## AIM OF THE TASK
Please carry on the GemStone login instructions from the point where they stop.

## TEXT SECTION
■ ■ ■ ■ ■

If you have been using another version on GemStone, be sure you update or delete previous settings of these environment variables:

  • GEMSTONE
  • GEMSTONE_SYS_CONF
  • GEMSTONE_EXE_CONF
  • GEMSTONE_NRS_ALL

Step 2. Set your UNIX path. One way to do this is to use one of the gemsetup scripts. There is one version for users of the Bourne and Korn shells and another for users of the C shell. These scripts also set your man page path to include the GemStone man pages.

(Bourne or Korn shell)
$ . $GEMSTONE/bin/gemsetup.sh

or (C shell)
% source $GEMSTONE/bin/gemsetup.csh

Step 3. Start linked Topaz:

% topaz -l

Step 4. Set the UserName login parameter:

topaz> set username DataCurator

Step 5. Log in to the Gem session. It will query you for the password.

topaz> login
GemStone Password?
[Info]: LNK client/gem GCI levels = 860/860
[Info]: libssl-3.2.0-64.so: loaded
[Info]: User ID: DataCurator
[Info]: Repository: gs64stone
[Info]: Session ID: 6
[Info]: GCI Client Host: <Linked>
[Info]: Page server PID: -1
[Info]: Login Time: 03/14/2014 11:36:47.508 PDT
Gave this VM preference for OOM killer, Wrote to /proc/6923/oom_adj value 4
[03/14/2014 11:36:47.510 PDT]
  gci login: currSession 1 linked session
successful login
topaz 1> 

At this point, you are logged in to a Gem session process, which is linked with the application. The session process acts as a server to Topaz and as a client to the Stone. Information about Topaz is in the manual GemStone Topaz Programming Environment.

When you are ready to end the GemStone session, you can log out of GemStone and exit Topaz in one step by invoking the Topaz exit command:

topaz 1> exit

To Start an RPC Session

The following steps show how to start an RPC application (here, the RPC version of Topaz) on the server node. The procedure assumes that the Stone is running under the default name gs64stone and that you are already set up to run a GemStone session as described in Step 1 and Step 2 of the previous example (“To Start a Linked Session”).

Sessions that login RPC use SRP (Secure Remote Password) and SSL to authenticate passwords for login. If the Gem is running on the server node, the connection reverts to normal socket communication after login completes.

The following steps demonstrate an RPC login from topaz:

Step 1. Use gslist to find out if a NetLDI is already running. The default name for the NetLDI is gs64ldi.

% gslist
Status Version  Owner      Started    Type  Name
------ -------- --------- ------------ ------ ----
exists 3.2.0    gsadmin   Mar 11 12:02 cache gs64stone~1c9fa07f0412665
exists 3.2.0    gsadmin   Mar 11 12:02 Stone  gs64stone
exists 3.2.0    gsadmin   Mar 11 10:13 Netldi gs64ldi
 

If necessary, start a NetLDI following the instructions under Starting a NetLDI.

■ ■ ■ ■ ■

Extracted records
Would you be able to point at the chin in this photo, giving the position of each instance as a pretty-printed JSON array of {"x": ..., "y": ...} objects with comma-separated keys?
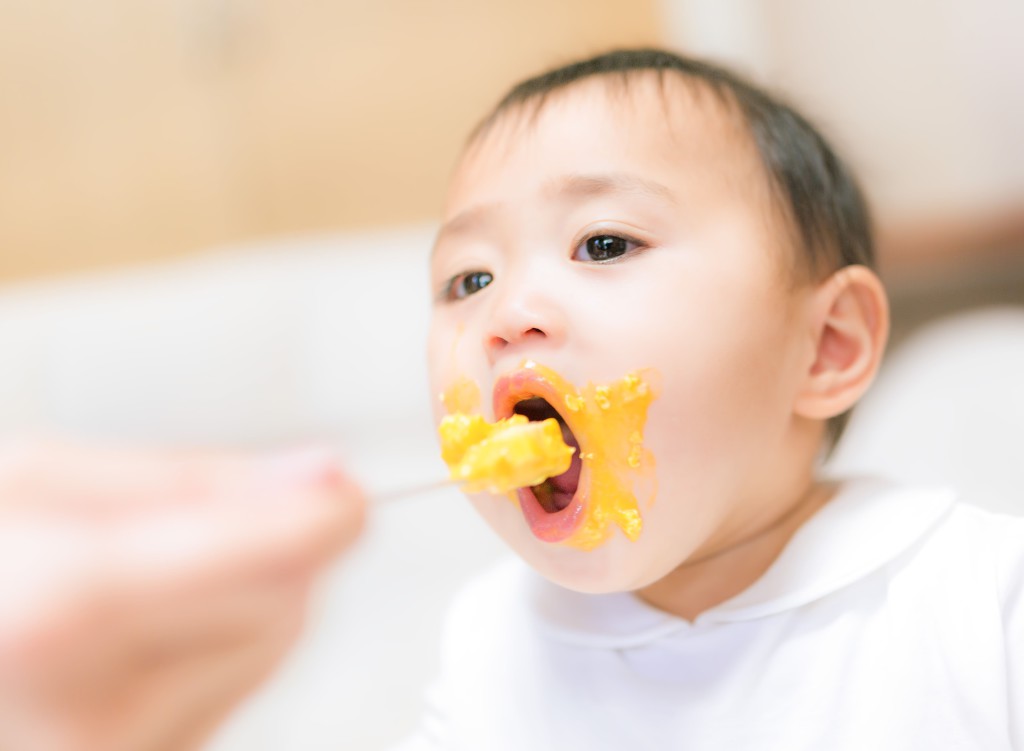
[{"x": 616, "y": 566}]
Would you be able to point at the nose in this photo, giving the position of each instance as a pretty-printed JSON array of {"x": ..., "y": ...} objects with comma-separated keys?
[{"x": 524, "y": 316}]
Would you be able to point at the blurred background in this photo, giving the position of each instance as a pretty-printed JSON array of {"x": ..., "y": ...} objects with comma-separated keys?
[{"x": 215, "y": 214}]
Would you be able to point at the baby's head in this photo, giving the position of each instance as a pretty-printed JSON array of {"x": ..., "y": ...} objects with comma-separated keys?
[{"x": 644, "y": 213}]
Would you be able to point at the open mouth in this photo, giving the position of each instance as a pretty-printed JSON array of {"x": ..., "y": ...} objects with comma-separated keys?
[{"x": 554, "y": 494}]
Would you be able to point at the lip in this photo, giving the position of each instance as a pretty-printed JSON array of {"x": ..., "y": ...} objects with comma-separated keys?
[{"x": 509, "y": 390}]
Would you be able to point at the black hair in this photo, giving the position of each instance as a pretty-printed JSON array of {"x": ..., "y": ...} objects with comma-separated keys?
[{"x": 811, "y": 184}]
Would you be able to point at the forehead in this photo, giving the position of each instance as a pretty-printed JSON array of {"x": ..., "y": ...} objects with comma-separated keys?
[{"x": 647, "y": 129}]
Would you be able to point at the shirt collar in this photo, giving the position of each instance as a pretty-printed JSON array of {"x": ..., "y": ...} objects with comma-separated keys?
[{"x": 866, "y": 525}]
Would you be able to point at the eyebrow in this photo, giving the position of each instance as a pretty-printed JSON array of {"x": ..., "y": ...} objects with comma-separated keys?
[
  {"x": 609, "y": 183},
  {"x": 571, "y": 186}
]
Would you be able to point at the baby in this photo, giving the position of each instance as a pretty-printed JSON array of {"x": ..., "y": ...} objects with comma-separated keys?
[{"x": 678, "y": 267}]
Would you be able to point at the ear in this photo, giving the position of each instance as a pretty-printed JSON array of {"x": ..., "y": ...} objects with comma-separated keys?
[{"x": 850, "y": 327}]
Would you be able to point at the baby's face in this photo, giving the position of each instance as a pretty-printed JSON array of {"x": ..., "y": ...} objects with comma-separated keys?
[{"x": 628, "y": 232}]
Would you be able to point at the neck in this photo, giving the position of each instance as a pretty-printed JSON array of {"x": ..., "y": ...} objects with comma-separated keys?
[{"x": 717, "y": 573}]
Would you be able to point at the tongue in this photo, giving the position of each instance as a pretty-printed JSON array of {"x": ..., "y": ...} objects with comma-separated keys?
[{"x": 563, "y": 487}]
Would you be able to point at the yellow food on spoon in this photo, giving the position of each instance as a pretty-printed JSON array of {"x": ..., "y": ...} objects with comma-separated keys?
[{"x": 501, "y": 456}]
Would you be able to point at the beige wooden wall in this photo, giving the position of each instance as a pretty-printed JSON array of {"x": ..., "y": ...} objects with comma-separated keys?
[{"x": 133, "y": 130}]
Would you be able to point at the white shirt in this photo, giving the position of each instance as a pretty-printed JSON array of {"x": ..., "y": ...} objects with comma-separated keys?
[{"x": 894, "y": 619}]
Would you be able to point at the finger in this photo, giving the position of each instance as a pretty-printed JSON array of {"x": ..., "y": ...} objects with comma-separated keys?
[{"x": 167, "y": 704}]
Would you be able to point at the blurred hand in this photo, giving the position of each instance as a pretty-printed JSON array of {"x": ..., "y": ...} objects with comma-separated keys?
[{"x": 143, "y": 595}]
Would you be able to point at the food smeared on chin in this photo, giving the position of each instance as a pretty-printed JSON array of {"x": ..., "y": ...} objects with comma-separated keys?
[
  {"x": 502, "y": 456},
  {"x": 573, "y": 457}
]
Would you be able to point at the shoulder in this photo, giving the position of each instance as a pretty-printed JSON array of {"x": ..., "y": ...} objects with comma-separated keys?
[
  {"x": 485, "y": 613},
  {"x": 996, "y": 540}
]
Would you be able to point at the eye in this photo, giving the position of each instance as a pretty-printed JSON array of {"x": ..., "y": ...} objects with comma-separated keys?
[
  {"x": 604, "y": 248},
  {"x": 467, "y": 284}
]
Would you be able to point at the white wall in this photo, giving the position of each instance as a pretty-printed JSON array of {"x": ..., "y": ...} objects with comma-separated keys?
[{"x": 925, "y": 96}]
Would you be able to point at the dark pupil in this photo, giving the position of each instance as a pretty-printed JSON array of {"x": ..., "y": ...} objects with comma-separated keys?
[
  {"x": 604, "y": 247},
  {"x": 475, "y": 282}
]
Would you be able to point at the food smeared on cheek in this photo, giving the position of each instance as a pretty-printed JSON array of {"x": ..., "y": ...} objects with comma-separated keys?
[
  {"x": 608, "y": 421},
  {"x": 463, "y": 395}
]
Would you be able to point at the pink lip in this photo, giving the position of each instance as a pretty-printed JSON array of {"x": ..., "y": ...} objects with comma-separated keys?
[{"x": 557, "y": 527}]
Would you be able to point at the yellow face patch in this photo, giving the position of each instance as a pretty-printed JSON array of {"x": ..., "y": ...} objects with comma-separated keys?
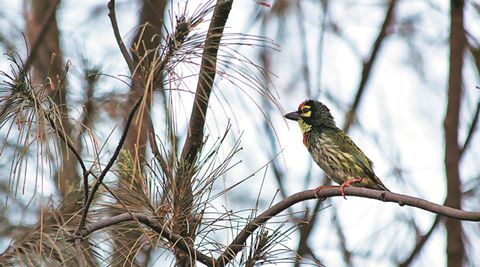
[
  {"x": 304, "y": 127},
  {"x": 305, "y": 111}
]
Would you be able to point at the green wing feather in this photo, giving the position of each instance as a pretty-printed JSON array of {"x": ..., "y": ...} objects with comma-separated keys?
[{"x": 346, "y": 145}]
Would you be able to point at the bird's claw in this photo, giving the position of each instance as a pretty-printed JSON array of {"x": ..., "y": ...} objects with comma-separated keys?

■ ■ ■ ■ ■

## RESULT OF THIS TASK
Step 2. Unless the NetLDI is running in guest mode with a captive account, set the application login parameters, such as HostUserName and HostPassword, after you start the application. For example:

topaz> set hostusername yourUnixId
topaz> set hostpassword yourPassword

Step 3. Start the RPC application (such as Topaz), then set the UserName.

topaz> set username DataCurator

Step 4. Set GemNetId (the name of the Gem service to be started) to gemnetobject. This script starts the separate Gem session process for you. For example:

topaz> set gemnetid gemnetobject

Step 5. Log in to the GemStone session.

topaz> login
GemStone Password?
[Info]: libssl-3.2.0-64.so: loaded
[03/14/2014 11:36:47.777 PDT]
  gci login: currSession 1 rpc gem processId 6943
successful login
topaz 1> 

At this point, you are logged in through a separate Gem session process that acts as a server to Topaz RPC and as a client to the Stone repository monitor.

When you are ready to end the GemStone session, you can log out of GemStone and exit Topaz by in one step by invoking the Topaz exit command:

topaz 1> exit

To Troubleshoot Session Login Failures

Several factors may prevent successful login to the repository:

  • Your GemStone key file may establish a maximum number of user sessions that can simultaneously be logged in to GemStone. (Note that a single user may have multiple GemStone sessions running simultaneously.) The limit itself is encoded in the keyfile used to start the stone (by default, $GEMSTONE/sys/gemstone.key), and reported in the stone log on startup. By default, the Stone log file is $GEMSTONE/data/gemStoneName.log. Look for a line like this:
SESSION MAX: The licensed concurrent session max is 10.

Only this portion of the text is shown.